◆ Tarefas do exercício ◆
[1] Liste todas as falas que aparecem entre aspas no texto sobre o fim de Portugal.
[2] Por favor, extraia do texto sobre o fim de Portugal o trecho que vai de "Agora ainda não" até "estragar a surpresa.", inclusive.
[3] Segundo o texto sobre o fim de Portugal, em que ano surgiu a fenda no solo português?

◆ Trecho da página ◆

============

Agora ainda não há viagens no tempo, mas no futuro haverá (acho que acabei de plagiar 2 ou 3 filmes e 7 ou 8 livros). Tendo isto em mente, se hoje eu conseguir deixar uma mensagem, em determinado local e assegurando que a erosão do tempo nunca a fará desaparecer, posso pedir a alguém do futuro que me contacte. A pessoa do futuro que encontrar a mensagem, poderá viajar no tempo e comunicar comigo. Foi exactamente isso que fiz.
Iniciei assim uma amizade no futuro e aproveitei para fazer algumas perguntas, às quais o meu novo amigo respondeu com a sabedoria típica de cidadão de 2086. Fiquei assim a saber muito do que vai mudar, mas não vos conto para não estragar a surpresa.
Como não podia deixar de ser, perguntei-lhe como estaria Portugal em 2086. Essa foi a pergunta que mais o afectou, o seu semblante alterou-se, os seus olhos revestiram-se de um tenebroso pesar, e medindo cuidadosamente as palavras limitou-se a dizer: “Em 2086…Portugal já não existe.”
Fiquei surpreso, muito surpreso, mas prontifiquei-me a procurar justificações: “Foi esta crise, foi isto que acabou connosco, não foi?”. Ele, com uma calma quase paternal perante a ignorância de um cidadão do mundo antigo, respondeu: “não”, e contou-me a história do fim de Portugal, que aqui reproduzo para todos vós.
No ano de 2022, surgiu uma fenda no solo português. Rapidamente, especialistas nacionais e internacionais prontificaram-se a intervir, para salvar o país do perigo iminente que a fenda representava. Quando as altas entidades se reuniram para estudar a questão, por entre conversas técnicas dos presentes, houve um senhor que disse: “Isso trata-se num instante, eu passo lá com o meu cunhado, e num fim-de-semana resolvemos isso.” Os especialistas troçaram, mas este senhor tinha importantes contactos na secretaria de Estado das obras públicas, e como tal a obra foi-lhe adjudicada. Foi nesse fim-de-semana que Portugal acabou. Uma escavação (mal feita) originou uma infiltração, e em poucas horas Portugal inundou e submergiu no oceano. Confesso que esta história me parece pouco realista, mas quem sou eu para desmentir alguém do futuro?

============

◆ Dados sobre a localização de objetos ◆
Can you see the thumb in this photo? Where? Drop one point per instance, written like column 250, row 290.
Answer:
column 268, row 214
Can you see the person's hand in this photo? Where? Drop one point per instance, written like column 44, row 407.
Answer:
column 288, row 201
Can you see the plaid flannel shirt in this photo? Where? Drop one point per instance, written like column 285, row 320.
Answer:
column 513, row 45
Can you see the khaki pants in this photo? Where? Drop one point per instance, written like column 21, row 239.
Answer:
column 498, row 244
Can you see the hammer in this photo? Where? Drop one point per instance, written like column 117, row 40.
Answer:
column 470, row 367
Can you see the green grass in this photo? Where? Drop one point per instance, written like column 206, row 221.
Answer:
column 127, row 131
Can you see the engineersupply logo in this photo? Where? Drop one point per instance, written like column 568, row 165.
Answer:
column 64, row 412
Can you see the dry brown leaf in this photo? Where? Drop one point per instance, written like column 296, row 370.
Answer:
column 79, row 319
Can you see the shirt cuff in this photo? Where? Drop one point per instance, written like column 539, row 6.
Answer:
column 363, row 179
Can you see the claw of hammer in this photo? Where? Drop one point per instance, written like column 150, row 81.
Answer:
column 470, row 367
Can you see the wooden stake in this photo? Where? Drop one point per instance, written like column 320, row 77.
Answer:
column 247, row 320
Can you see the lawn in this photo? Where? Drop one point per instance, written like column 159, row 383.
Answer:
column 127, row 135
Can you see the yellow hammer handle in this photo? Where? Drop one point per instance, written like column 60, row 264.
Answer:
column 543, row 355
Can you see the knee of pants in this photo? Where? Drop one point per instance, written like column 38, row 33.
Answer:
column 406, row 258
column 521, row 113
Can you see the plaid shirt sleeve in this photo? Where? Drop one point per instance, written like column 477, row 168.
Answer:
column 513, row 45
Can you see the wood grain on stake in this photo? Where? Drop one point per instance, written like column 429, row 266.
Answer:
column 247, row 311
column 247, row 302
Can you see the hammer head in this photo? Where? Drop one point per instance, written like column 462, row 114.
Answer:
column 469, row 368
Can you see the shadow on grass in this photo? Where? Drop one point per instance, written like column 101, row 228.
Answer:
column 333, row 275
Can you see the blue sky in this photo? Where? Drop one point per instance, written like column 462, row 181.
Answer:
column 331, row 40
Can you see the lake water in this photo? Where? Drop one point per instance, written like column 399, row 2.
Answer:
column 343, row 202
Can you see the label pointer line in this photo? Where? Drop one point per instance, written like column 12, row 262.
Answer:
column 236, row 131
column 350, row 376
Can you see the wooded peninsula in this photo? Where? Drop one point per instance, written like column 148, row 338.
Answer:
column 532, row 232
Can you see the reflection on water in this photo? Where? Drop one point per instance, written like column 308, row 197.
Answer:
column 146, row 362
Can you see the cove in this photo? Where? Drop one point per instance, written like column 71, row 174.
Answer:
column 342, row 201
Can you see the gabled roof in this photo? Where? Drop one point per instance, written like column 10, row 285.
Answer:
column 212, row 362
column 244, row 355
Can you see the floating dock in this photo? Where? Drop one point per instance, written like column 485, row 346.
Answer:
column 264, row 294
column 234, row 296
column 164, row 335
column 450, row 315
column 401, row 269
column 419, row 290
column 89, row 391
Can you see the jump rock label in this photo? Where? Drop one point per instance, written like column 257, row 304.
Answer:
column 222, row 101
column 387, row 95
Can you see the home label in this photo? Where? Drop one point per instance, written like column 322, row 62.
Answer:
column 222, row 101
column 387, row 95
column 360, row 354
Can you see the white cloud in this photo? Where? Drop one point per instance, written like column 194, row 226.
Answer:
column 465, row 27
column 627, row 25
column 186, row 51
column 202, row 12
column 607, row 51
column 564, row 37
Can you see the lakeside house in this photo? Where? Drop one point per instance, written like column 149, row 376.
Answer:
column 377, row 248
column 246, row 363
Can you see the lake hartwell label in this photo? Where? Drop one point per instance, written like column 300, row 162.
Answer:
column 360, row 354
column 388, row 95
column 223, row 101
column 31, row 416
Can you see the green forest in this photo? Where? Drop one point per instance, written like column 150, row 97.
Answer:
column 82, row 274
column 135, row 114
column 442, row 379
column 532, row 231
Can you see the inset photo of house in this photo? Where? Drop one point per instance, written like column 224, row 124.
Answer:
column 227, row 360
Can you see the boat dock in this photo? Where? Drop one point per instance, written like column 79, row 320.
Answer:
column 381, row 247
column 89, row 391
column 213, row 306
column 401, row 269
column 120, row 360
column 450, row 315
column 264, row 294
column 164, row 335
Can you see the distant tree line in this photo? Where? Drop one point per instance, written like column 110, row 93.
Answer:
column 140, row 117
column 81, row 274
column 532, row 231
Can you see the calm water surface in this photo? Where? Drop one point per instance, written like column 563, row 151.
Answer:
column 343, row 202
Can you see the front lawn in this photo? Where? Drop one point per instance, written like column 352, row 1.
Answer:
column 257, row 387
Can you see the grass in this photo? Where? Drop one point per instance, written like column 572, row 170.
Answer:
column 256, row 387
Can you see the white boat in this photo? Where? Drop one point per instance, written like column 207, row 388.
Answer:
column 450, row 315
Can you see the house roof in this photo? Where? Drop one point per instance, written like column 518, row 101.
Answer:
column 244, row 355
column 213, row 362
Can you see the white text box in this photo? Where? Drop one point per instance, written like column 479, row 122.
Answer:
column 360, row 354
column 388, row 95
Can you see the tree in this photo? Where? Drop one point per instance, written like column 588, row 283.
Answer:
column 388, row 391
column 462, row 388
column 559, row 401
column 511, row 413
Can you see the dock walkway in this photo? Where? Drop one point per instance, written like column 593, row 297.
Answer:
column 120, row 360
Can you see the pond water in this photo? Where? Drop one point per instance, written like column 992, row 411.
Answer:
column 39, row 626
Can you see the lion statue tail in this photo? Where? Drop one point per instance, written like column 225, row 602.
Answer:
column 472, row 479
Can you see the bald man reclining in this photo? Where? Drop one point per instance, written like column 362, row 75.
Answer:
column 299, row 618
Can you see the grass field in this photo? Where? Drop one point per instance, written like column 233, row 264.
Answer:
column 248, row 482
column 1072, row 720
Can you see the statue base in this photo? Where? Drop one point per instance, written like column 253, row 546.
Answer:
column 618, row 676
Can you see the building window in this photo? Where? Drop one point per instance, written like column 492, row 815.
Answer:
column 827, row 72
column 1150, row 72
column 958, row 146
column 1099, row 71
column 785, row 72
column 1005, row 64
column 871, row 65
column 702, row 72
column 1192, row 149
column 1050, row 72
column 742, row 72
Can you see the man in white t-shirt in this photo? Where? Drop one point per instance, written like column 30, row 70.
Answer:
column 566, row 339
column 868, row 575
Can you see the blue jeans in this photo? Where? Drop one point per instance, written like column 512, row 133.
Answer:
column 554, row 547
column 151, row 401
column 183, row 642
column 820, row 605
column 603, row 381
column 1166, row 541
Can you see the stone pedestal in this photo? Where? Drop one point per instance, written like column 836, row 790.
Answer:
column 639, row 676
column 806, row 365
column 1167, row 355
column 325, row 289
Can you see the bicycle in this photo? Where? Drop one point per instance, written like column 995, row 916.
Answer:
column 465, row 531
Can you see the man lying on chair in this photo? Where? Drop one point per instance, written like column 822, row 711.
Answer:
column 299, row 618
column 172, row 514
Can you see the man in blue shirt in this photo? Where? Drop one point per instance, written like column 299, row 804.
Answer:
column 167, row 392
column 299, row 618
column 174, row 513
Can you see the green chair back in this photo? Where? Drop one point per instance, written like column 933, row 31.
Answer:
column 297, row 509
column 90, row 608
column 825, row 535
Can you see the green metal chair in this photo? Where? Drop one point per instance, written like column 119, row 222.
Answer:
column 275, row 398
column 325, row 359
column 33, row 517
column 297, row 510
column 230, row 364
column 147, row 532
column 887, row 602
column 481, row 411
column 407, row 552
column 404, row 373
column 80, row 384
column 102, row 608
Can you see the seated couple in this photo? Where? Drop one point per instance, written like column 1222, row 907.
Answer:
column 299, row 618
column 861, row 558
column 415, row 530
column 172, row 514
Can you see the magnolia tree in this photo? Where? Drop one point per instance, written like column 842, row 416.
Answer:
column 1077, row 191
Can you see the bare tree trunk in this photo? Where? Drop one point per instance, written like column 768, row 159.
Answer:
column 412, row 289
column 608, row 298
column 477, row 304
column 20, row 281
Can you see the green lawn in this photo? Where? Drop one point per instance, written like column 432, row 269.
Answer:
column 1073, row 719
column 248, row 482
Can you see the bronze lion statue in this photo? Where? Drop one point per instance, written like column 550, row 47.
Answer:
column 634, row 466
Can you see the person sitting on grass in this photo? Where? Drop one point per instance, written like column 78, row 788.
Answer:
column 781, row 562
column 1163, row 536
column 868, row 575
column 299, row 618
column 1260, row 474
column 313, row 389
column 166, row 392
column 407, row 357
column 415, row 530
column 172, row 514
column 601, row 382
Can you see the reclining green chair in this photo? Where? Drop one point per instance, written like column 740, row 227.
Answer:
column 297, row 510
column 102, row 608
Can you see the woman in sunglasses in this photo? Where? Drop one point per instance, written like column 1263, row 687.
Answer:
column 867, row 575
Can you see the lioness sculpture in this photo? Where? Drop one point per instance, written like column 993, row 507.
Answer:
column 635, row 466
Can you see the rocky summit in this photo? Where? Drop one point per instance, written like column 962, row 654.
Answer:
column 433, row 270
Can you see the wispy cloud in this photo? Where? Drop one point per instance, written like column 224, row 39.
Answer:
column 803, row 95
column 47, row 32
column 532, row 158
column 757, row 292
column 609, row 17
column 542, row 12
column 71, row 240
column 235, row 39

============

◆ Respostas por tarefa ◆
[1]
“Em 2086…Portugal já não existe.”
“Foi esta crise, foi isto que acabou connosco, não foi?”
“não”
“Isso trata-se num instante, eu passo lá com o meu cunhado, e num fim-de-semana resolvemos isso.”

[2]
Agora ainda não há viagens no tempo, mas no futuro haverá (acho que acabei de plagiar 2 ou 3 filmes e 7 ou 8 livros). Tendo isto em mente, se hoje eu conseguir deixar uma mensagem, em determinado local e assegurando que a erosão do tempo nunca a fará desaparecer, posso pedir a alguém do futuro que me contacte. A pessoa do futuro que encontrar a mensagem, poderá viajar no tempo e comunicar comigo. Foi exactamente isso que fiz.
Iniciei assim uma amizade no futuro e aproveitei para fazer algumas perguntas, às quais o meu novo amigo respondeu com a sabedoria típica de cidadão de 2086. Fiquei assim a saber muito do que vai mudar, mas não vos conto para não estragar a surpresa.

[3] Em 2022.